» **Directions**:
Search the records for the string "cloud", then copy each line where it appears.

Data START

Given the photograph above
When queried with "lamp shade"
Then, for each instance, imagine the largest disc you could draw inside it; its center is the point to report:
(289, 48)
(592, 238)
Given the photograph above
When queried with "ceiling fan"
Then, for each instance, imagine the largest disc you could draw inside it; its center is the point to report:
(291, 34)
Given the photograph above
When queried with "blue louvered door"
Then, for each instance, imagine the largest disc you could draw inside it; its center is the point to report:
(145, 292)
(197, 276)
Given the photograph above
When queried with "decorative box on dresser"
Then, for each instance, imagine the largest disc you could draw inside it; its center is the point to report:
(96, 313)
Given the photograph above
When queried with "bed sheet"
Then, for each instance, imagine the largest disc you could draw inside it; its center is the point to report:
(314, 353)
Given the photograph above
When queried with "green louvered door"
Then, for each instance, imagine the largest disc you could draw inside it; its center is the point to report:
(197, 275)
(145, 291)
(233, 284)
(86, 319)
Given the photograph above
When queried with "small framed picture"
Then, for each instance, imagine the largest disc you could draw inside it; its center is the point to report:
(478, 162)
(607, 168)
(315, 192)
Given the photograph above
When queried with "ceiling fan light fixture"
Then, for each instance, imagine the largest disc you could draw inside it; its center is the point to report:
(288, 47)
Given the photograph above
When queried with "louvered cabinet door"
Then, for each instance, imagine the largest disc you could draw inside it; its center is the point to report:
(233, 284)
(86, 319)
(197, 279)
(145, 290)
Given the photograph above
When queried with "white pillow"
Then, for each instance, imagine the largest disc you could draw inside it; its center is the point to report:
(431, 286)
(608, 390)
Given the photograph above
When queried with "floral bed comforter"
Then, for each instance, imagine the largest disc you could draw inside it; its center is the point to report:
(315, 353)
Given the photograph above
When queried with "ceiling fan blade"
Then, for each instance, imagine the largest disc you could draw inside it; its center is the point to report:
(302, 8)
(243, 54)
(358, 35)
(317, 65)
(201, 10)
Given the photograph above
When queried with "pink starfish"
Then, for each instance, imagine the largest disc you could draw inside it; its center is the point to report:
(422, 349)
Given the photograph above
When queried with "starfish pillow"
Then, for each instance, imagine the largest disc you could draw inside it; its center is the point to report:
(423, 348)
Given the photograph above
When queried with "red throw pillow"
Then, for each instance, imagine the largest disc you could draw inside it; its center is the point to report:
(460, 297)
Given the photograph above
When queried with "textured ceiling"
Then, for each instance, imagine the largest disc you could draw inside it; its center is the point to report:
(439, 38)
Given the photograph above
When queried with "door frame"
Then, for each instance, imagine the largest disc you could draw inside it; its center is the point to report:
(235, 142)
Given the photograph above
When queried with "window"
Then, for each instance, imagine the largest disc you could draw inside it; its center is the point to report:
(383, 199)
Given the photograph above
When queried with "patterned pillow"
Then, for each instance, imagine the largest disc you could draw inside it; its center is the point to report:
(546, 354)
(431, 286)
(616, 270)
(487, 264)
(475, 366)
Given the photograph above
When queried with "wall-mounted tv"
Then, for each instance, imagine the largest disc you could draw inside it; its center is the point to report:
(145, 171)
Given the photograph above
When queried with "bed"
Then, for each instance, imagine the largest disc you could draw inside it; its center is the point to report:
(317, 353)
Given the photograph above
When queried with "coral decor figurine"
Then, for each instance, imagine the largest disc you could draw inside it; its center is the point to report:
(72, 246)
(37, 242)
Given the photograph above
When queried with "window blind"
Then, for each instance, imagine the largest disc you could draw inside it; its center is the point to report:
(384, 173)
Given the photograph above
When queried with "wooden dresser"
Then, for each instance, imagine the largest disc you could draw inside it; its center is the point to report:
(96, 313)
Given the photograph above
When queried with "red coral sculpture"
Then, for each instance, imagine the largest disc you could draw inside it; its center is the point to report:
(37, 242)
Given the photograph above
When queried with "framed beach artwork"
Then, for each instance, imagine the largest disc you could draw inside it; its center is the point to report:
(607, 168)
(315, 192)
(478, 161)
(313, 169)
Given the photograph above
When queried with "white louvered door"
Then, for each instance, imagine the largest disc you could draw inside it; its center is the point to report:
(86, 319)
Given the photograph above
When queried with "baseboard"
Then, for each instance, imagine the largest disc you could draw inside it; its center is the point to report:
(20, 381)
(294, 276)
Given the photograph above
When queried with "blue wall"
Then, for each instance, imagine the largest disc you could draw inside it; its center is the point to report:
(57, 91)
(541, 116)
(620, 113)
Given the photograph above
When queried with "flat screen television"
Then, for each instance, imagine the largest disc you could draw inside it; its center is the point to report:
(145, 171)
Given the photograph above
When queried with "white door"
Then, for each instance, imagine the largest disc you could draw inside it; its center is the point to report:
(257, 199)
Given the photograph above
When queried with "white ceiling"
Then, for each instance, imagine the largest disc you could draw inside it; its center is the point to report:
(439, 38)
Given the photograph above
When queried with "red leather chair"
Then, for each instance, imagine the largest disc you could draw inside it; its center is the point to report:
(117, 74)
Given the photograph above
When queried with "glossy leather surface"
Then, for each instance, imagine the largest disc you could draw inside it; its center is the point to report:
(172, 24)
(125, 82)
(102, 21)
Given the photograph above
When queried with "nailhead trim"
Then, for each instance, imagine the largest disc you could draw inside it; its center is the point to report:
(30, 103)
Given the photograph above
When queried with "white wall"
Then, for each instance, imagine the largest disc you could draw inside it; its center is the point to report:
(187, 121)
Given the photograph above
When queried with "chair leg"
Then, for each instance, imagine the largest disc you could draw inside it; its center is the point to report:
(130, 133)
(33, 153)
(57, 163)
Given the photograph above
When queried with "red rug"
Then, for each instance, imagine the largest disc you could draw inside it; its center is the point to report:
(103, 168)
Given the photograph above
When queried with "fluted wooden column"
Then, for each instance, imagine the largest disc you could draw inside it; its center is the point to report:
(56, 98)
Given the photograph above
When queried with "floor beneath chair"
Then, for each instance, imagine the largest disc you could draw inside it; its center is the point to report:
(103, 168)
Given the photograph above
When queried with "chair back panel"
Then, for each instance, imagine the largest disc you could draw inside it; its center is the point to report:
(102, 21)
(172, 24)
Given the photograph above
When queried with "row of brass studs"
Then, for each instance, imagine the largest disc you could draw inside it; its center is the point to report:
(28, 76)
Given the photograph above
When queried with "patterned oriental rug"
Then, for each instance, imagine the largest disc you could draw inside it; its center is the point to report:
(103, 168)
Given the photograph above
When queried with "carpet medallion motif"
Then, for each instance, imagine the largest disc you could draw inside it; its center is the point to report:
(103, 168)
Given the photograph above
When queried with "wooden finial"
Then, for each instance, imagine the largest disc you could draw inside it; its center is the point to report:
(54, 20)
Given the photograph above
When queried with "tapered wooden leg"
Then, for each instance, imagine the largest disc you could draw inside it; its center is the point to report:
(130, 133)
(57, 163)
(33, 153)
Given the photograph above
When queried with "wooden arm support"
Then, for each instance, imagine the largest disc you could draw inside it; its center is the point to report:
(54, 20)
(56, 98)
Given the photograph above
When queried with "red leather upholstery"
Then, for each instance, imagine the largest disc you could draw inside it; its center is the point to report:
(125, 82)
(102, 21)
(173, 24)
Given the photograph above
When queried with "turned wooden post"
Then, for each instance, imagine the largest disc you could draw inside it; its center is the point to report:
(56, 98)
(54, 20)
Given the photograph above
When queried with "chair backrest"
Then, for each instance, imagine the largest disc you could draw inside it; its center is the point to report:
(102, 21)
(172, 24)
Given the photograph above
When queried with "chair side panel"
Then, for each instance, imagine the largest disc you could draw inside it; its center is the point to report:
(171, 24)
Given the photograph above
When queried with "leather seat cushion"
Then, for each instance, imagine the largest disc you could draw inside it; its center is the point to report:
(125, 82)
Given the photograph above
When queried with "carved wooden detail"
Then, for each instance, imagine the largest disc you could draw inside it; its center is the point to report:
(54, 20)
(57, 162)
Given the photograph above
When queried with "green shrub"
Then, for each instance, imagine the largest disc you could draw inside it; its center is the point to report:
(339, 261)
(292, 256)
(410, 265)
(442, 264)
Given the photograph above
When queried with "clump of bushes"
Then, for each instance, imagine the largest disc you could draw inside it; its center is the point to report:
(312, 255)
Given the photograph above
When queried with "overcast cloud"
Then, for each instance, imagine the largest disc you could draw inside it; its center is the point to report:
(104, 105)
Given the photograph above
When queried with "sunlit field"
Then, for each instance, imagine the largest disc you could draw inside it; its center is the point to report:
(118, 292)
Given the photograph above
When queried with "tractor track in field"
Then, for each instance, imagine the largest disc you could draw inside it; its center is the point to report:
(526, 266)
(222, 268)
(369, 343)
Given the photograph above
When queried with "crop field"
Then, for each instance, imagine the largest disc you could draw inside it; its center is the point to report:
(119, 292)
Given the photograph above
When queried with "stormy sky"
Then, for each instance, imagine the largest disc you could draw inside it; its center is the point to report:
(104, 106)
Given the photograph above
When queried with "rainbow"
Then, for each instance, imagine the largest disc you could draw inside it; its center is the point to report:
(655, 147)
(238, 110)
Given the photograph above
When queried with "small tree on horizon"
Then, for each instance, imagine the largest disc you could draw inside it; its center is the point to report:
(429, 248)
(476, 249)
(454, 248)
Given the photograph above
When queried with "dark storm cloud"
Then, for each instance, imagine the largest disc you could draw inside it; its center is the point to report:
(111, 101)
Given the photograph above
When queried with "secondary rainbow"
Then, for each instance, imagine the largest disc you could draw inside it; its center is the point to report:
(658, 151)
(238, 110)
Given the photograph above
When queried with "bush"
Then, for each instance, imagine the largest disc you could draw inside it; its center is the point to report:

Data END

» **Answer space**:
When queried with "overcast cloud"
When queried with "dark storm cloud"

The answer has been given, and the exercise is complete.